Please write out again the rows from the line that has "point: sky |" through the last row, requests included. Multiply every coordinate in the answers by 0.7 and round to whole numbers (halves go up), leaving the requests and their sample coordinates unchanged.

Stored data →
....

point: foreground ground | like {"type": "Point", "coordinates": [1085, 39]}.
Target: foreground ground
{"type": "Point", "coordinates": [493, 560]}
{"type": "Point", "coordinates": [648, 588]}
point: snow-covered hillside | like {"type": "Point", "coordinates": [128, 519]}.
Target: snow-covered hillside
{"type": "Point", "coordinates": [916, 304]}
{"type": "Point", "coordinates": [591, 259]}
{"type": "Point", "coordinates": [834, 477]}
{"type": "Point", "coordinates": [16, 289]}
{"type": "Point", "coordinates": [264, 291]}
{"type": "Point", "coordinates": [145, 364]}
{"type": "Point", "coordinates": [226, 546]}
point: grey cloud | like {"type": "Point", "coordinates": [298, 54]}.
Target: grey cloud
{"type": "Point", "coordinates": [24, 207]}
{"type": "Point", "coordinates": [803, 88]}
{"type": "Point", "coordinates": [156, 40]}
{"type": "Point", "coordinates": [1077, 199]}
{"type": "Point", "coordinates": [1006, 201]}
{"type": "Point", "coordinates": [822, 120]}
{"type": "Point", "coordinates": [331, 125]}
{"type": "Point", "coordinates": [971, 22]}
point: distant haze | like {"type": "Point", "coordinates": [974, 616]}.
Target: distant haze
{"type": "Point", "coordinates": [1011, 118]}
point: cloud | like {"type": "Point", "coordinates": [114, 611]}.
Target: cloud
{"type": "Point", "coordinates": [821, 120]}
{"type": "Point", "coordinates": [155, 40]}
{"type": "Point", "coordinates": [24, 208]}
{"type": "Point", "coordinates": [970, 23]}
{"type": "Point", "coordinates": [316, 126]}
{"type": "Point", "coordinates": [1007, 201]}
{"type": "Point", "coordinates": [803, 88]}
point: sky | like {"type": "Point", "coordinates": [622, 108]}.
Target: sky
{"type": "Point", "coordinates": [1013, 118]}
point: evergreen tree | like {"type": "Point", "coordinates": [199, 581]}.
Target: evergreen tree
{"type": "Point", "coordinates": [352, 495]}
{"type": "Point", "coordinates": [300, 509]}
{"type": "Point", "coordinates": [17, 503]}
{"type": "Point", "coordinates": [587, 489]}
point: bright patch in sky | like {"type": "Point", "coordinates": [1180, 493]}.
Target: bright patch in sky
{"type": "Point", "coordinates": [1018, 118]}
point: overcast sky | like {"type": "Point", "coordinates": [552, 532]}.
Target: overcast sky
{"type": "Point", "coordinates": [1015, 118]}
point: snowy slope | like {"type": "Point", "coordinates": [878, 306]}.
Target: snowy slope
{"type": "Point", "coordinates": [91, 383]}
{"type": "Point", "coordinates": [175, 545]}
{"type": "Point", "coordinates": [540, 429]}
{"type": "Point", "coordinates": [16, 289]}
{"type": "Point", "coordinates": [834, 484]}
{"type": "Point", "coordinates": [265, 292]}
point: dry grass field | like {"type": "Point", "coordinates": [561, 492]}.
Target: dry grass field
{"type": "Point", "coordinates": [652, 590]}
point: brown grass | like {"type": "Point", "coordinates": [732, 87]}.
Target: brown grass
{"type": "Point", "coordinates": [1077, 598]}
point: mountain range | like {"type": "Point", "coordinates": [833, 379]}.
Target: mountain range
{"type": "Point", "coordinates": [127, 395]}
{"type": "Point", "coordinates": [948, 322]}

....

Written solution →
point: sky | like {"type": "Point", "coordinates": [622, 108]}.
Target: sky
{"type": "Point", "coordinates": [709, 83]}
point: evergreen tree | like {"type": "Point", "coordinates": [199, 581]}.
Target: evergreen tree
{"type": "Point", "coordinates": [246, 347]}
{"type": "Point", "coordinates": [210, 356]}
{"type": "Point", "coordinates": [12, 352]}
{"type": "Point", "coordinates": [411, 342]}
point: bright patch in sky | like {"type": "Point", "coordinates": [1180, 493]}.
Target: bright patch in sky
{"type": "Point", "coordinates": [713, 83]}
point: overcast sky | like {"type": "Point", "coordinates": [552, 532]}.
Target: overcast sky
{"type": "Point", "coordinates": [711, 83]}
point: snowy slope | like {"type": "Point", "coordinates": [878, 306]}.
Target: snowy slope
{"type": "Point", "coordinates": [64, 268]}
{"type": "Point", "coordinates": [123, 382]}
{"type": "Point", "coordinates": [378, 300]}
{"type": "Point", "coordinates": [11, 202]}
{"type": "Point", "coordinates": [584, 339]}
{"type": "Point", "coordinates": [186, 204]}
point: dry grass field | like {"type": "Point", "coordinates": [561, 492]}.
Target: dry grass field
{"type": "Point", "coordinates": [456, 413]}
point: brown grass | like {"type": "Point", "coordinates": [732, 87]}.
Target: brown grass
{"type": "Point", "coordinates": [754, 419]}
point: mountain range | like {"type": "Point", "coordinates": [833, 379]}.
Target: mountain range
{"type": "Point", "coordinates": [89, 277]}
{"type": "Point", "coordinates": [664, 225]}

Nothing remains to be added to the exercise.